Unsurprisingly, with equal transition rates for every reaction, the pharmaceutical is equally likely to be in any state. The question remains, how do we calculate the probability of observing a state at a specific time?

A Primer on Differential Equations

Before we look at linking Markov chains with ordinary differential equations (ODEs), let's get a quick overview of ODEs. As the name implies, differential equations are formed as equations of the derivate of a function. They're common constructs used in physics (Newton's law is a second-order ODE), chemistry and biology where it's often easier to measure the derivate of a function (e.g., velocity) than the function itself (e.g., position).

───

PROBLEMS TO SOLVE:
1. In the excerpt on Markov chains and ODEs, set down word for word the part that opens with the words containing "Before we look" and closes with "itself (e.g., position).".
2. In the excerpt on Markov chains and ODEs, what kind of equation is Newton's law said to be?

RECORDED DATA:

───

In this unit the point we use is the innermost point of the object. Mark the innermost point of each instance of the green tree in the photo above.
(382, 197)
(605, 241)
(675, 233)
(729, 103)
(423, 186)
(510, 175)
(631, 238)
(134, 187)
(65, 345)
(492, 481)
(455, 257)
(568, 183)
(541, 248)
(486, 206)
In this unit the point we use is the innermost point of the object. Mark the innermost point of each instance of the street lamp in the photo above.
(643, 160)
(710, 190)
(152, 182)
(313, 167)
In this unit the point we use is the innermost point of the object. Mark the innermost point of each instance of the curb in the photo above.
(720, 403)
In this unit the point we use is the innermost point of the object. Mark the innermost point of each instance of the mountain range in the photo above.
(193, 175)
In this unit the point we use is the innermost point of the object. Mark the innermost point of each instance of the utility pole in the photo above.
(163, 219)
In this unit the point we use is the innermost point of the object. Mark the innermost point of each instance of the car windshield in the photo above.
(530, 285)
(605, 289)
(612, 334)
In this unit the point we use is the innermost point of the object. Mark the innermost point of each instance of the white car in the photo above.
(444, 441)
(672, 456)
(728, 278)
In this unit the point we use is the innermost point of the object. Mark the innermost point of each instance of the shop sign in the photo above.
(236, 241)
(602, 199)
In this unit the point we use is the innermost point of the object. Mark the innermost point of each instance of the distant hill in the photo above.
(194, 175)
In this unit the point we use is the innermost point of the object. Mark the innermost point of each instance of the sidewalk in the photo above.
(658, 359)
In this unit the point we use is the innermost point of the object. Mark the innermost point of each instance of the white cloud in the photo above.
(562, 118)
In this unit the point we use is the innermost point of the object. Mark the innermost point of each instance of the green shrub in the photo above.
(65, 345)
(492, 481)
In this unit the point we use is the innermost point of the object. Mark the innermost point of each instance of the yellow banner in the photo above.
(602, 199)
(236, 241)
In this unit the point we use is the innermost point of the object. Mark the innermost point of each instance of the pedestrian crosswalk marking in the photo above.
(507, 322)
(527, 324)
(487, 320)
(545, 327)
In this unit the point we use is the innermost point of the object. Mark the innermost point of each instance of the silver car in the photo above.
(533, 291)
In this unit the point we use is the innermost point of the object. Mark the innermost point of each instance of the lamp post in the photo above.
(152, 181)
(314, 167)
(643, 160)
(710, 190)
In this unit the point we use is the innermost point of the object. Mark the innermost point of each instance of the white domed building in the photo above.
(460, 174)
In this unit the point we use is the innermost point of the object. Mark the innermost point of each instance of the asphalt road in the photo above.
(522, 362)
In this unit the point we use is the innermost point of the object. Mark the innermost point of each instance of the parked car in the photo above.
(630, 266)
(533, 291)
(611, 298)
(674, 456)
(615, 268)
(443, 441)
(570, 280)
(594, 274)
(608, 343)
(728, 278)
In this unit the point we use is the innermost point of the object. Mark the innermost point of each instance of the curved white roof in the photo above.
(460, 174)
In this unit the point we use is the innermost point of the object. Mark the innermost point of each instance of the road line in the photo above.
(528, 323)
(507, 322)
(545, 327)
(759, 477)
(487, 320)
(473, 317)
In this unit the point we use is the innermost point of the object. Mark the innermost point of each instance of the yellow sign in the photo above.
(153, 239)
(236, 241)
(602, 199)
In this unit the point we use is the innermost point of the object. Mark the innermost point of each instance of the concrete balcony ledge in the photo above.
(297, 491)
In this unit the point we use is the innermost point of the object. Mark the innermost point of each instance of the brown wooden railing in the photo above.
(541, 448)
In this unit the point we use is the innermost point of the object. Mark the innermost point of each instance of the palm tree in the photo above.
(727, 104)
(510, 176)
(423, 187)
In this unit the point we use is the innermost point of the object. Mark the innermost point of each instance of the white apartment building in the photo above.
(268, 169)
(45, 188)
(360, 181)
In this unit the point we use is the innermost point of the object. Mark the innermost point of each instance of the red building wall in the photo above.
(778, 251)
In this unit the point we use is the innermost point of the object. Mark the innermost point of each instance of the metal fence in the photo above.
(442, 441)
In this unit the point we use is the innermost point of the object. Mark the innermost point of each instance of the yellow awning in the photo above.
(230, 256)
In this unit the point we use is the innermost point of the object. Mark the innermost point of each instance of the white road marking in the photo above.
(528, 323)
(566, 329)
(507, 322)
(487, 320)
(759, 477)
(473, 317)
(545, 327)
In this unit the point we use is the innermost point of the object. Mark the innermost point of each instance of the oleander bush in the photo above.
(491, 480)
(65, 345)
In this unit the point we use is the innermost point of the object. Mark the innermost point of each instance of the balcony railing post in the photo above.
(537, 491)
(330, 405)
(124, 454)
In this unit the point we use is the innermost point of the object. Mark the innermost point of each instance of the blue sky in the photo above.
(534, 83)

───

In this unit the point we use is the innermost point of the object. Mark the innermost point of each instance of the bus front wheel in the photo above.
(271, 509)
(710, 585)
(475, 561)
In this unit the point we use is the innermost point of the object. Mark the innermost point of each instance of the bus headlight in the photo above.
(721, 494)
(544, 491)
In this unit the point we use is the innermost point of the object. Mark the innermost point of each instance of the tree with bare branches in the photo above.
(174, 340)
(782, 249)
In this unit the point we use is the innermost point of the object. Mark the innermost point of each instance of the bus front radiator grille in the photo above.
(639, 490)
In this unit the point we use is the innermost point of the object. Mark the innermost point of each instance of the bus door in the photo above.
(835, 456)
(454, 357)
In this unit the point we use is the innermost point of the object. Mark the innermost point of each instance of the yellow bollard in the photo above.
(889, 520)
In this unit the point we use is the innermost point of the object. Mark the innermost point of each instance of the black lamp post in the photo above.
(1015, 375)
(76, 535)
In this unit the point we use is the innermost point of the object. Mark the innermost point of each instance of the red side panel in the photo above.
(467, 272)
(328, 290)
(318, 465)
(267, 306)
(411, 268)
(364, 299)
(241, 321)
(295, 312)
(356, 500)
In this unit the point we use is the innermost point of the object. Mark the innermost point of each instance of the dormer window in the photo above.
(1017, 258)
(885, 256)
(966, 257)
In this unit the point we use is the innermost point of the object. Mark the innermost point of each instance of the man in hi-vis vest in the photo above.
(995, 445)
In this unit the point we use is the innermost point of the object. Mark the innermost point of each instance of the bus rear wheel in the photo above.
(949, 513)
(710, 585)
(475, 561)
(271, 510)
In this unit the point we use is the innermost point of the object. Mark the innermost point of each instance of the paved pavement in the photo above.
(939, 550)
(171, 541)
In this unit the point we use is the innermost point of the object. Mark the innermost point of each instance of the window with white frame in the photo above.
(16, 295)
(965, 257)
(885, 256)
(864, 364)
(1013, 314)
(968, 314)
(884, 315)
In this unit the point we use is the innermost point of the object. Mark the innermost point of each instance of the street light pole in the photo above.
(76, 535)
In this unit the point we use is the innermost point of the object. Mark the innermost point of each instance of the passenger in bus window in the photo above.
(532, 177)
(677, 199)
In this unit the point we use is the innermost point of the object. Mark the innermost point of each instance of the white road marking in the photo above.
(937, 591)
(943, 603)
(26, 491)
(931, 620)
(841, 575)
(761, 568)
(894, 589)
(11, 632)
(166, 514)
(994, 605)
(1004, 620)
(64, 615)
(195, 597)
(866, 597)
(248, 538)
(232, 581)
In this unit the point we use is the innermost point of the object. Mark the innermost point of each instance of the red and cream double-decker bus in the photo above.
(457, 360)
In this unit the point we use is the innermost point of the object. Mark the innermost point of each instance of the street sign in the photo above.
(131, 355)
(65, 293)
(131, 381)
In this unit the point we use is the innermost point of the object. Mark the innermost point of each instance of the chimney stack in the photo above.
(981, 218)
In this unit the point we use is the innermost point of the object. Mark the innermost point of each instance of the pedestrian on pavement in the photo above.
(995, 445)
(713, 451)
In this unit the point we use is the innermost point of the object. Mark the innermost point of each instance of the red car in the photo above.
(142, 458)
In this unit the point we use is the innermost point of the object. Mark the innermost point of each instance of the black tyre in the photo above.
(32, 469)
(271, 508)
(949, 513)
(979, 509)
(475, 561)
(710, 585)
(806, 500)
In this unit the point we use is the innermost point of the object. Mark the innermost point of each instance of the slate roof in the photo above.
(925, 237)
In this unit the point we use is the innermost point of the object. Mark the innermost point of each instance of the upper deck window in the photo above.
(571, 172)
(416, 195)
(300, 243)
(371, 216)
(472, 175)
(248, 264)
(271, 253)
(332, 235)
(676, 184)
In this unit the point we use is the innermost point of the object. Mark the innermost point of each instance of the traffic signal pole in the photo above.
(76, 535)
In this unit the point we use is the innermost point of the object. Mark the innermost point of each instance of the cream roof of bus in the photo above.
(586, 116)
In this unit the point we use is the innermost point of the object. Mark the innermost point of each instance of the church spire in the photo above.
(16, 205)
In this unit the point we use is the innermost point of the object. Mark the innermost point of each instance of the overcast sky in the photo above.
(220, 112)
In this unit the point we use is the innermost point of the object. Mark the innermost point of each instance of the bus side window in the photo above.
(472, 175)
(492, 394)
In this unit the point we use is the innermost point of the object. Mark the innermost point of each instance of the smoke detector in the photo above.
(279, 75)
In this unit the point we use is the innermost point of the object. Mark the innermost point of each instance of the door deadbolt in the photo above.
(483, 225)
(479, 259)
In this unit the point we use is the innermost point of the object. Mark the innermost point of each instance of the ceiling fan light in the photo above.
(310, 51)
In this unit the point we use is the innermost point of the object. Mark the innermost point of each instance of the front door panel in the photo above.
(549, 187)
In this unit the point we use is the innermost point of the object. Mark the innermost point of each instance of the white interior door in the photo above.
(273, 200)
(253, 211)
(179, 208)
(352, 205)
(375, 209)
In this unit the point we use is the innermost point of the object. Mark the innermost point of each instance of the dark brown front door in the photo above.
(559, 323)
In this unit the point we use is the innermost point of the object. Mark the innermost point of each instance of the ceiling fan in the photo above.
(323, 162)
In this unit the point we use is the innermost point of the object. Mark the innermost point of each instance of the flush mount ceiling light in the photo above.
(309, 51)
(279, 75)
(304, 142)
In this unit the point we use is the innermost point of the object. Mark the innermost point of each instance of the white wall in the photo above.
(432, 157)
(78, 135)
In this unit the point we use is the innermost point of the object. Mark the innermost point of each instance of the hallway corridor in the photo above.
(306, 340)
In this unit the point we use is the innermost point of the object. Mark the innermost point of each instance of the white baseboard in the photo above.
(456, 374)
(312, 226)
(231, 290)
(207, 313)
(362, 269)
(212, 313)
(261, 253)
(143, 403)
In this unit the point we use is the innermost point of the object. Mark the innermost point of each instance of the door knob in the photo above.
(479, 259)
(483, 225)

───

OUTPUTS FOR THE TASKS:
1.
Before we look at linking Markov chains with ordinary differential equations (ODEs), let's get a quick overview of ODEs. As the name implies, differential equations are formed as equations of the derivate of a function. They're common constructs used in physics (Newton's law is a second-order ODE), chemistry and biology where it's often easier to measure the derivate of a function (e.g., velocity) than the function itself (e.g., position).

2. A second-order ODE.